I started to get familiar with the net art scene, which pushed me to do a Master at the Piet Zwart Institute in Rotterdam. At this time, I think this was the only Master program with a focus on network-based culture. We talked about how cybernetic theory influenced culture, about Open Source software and things like that, and how this influenced art. Actually, it was pretty heavily focussed on writing. It lead me to create a lot of online work, but eventually it led me back to more traditional art. So I am now in the gallery system rather than in the media art system.

?: What did you learn about net art at that school?

!: I got interested in it before my studies at Piet Zwart, because I got to know Rafael Rozendaal and Constant Dullaart, and I started my own discovery of net art. But because it is so poorly documented and so much has disappeared from the net, so it was not easy. At Piet Zwart, Annet Dekker, the former curator of the Netherlands Institute for Media Art, gave classes on that subject, where she talked a little bit about the history of net art. It definitely changed my perception of things.

After that, this Bachelor in photography felt pointless. Here was something, that was actually going on right now. To study photography might help you in other ways, because you learn how to develop ideas and how to think about aesthetics. But as a contemporary art form, it does not interest me any more. What is the purpose? Ok, it is easy to transport. But harder to sell

?: Can you describe some of the net art pieces that you did?

?: I started with websites that would look at the fabric of the browser. These were stand-alone websites, similar to Rafael Rozendaal´s and Constant Dullaart´s works, where the domain name is the title and the signifier of the work. The first piece I did was “Over and Over Again” (2011, http://overandoveragain.net/), where the website loads itself over and over. Imhereandthere.com (2011, http://imhereandthere.com/) shares every website I am looking at with my browser. It is like an archive of every URL I looked at in the last four years. That work was about privacy on the internet, long before the NSA scandal.

The series of sharing continued with a Chrome extension called “Self Surfing”, that clones my browser window (2012, http://jonaslund.biz/works/selfsurfing/). You see all my tabs. Which lead to the last, called Public-Access.me, which streams what I am doing online. You could see everything I was looking at, my email, my Facebook, everything. That was a commission by the New Museum, and it ran for a year, and then I turned it off. It was true, total transparency, inspired by the Mattes´s piece.

Then I made a shared browser called “We see in every direction” (2012, ), that was synchronised with everybody who was using it. And I did “Paintshop” (2012, http://thepaintshop.biz/), where everybody can draw something collectively online. Anybody can sign it at any given time, and than it becomes their canvas. You can see what everybody drew in an online-gallery, where the works are ranked according to how popular they are. And you can buy them. They come on canvas, and the guy who signed it gets fifty percent of the commission. When I had a residency at Eyebeam, I turned that into “Paint Your Pizza” (2013, http://paintyourpizza.com/), which was the same, except here I used a mass market medium, a pizza, rather than a canvas.

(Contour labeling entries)

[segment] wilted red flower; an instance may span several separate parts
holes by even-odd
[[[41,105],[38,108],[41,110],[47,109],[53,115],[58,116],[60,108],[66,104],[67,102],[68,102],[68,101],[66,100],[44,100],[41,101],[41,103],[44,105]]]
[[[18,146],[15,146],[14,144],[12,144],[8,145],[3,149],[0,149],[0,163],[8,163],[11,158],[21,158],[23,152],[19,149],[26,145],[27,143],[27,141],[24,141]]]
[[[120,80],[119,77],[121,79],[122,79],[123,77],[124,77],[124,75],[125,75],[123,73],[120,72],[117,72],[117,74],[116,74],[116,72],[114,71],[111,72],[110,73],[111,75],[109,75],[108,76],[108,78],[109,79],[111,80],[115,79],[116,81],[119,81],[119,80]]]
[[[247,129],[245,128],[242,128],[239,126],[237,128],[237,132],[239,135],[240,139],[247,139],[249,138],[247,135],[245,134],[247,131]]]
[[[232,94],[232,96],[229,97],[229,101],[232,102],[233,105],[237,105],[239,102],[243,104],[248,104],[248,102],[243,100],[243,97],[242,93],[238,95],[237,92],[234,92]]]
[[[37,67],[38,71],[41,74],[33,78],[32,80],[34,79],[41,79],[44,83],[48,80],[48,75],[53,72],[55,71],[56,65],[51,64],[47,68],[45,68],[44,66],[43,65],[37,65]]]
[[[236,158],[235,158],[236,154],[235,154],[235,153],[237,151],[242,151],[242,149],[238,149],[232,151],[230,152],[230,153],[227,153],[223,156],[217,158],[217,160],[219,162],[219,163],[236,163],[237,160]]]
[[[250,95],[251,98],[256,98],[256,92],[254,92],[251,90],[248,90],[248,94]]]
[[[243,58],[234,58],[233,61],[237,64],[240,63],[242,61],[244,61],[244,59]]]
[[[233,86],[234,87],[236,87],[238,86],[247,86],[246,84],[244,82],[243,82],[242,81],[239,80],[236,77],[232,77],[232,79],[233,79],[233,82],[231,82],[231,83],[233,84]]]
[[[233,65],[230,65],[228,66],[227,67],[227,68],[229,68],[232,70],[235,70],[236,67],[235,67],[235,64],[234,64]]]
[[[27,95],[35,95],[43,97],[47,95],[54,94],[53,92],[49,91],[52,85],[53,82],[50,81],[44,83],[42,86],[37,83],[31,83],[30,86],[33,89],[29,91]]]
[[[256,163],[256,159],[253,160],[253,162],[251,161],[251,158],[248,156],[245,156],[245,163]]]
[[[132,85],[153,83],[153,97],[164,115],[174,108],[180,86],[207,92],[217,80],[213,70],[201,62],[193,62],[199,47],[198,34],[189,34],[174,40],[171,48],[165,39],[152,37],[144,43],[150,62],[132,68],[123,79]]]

Objective: Update the interview passage that begins at "After that, this" and stops after "that you did?", changing "photography" to "painting". The entries are separate material and unrelated to the interview.

Answer in full:
After that, this Bachelor in painting felt pointless. Here was something, that was actually going on right now. To study painting might help you in other ways, because you learn how to develop ideas and how to think about aesthetics. But as a contemporary art form, it does not interest me any more. What is the purpose? Ok, it is easy to transport. But harder to sell

?: Can you describe some of the net art pieces that you did?